++++ SUPPLIED MATERIAL

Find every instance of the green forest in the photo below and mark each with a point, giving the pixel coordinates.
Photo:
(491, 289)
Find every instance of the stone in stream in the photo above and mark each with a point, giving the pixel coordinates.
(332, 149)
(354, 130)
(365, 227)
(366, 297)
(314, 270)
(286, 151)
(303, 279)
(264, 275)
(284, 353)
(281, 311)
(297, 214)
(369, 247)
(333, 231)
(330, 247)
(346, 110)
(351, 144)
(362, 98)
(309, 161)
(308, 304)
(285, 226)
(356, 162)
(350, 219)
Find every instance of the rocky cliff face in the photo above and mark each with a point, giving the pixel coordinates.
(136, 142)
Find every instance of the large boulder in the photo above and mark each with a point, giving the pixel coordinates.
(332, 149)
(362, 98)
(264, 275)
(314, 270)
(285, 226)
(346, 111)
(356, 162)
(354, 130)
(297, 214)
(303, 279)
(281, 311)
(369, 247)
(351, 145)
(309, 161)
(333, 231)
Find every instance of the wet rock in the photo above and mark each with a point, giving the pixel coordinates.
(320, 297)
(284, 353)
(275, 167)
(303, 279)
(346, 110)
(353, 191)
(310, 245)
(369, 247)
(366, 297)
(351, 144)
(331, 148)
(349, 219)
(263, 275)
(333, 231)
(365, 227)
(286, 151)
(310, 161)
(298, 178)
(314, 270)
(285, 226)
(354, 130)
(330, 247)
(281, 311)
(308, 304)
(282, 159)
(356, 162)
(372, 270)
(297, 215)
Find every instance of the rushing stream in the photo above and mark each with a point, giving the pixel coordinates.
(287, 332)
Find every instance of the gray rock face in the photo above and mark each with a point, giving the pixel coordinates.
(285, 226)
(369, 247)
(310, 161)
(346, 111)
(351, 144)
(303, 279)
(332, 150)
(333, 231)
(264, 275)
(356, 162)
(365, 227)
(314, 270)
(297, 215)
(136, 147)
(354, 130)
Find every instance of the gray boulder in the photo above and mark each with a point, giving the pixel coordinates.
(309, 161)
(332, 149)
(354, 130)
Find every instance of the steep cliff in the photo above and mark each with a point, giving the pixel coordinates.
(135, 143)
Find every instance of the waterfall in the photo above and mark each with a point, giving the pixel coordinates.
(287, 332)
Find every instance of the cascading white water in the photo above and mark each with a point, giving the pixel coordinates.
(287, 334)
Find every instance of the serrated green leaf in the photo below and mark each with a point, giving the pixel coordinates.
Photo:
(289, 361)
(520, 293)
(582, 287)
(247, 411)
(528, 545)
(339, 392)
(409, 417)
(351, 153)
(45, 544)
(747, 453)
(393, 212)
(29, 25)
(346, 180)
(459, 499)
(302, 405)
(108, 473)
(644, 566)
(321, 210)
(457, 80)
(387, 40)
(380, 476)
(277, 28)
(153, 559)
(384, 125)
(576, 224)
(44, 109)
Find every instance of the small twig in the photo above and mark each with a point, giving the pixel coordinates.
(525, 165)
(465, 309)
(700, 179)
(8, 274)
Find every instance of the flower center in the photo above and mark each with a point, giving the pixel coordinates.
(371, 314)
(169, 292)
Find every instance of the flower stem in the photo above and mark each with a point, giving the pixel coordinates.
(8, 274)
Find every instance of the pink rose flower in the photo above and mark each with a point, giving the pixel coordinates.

++++++++

WHAT YOU HAVE TO DO -> Quote exactly and only the lines from the one holding "Find every instance of the gray rock" through the end of the data.

WRITTEN ANSWER ->
Find every instance of the gray rock face in the photo above and mark each with a point, giving the pixel coordinates.
(285, 226)
(369, 247)
(310, 161)
(346, 111)
(351, 144)
(303, 279)
(332, 150)
(333, 231)
(264, 275)
(356, 162)
(365, 227)
(314, 270)
(297, 215)
(136, 147)
(354, 130)
Find every instance of the gray boulder in the photo above and mark each with a point, giving the pixel coordinates.
(309, 161)
(332, 149)
(354, 130)
Find every instance of the steep cliff in the photo above and mark each with a point, giving the pixel coordinates.
(135, 143)
Find every instance of the waterfall in the photo above and mark each with a point, giving the pixel coordinates.
(287, 332)
Find every instance of the cascading white water in the photo above and mark each with a point, giving the pixel coordinates.
(287, 334)
Find every instance of the serrated green leaf in the photo below and mark each with a point, giving the pixel coordinates.
Photo:
(289, 361)
(520, 293)
(582, 287)
(247, 411)
(528, 545)
(339, 392)
(409, 417)
(351, 153)
(45, 544)
(747, 453)
(393, 212)
(29, 25)
(346, 180)
(459, 499)
(302, 405)
(108, 473)
(644, 566)
(321, 210)
(457, 80)
(387, 40)
(380, 476)
(277, 28)
(153, 559)
(384, 125)
(576, 224)
(44, 109)
Find every instance of the small twig in the photo above and mark each with a point, giving the pixel coordinates.
(525, 165)
(465, 309)
(700, 179)
(8, 274)
Find every instance of the flower center in the photo above and mark each with a point, giving the pixel coordinates.
(371, 314)
(169, 292)
Find every instance of the flower stem in the photo above and mark each with a point, giving the pixel coordinates.
(8, 274)
Find every instance of the pink rose flower in the photo above and mark each with a point, giving the pixel coordinates.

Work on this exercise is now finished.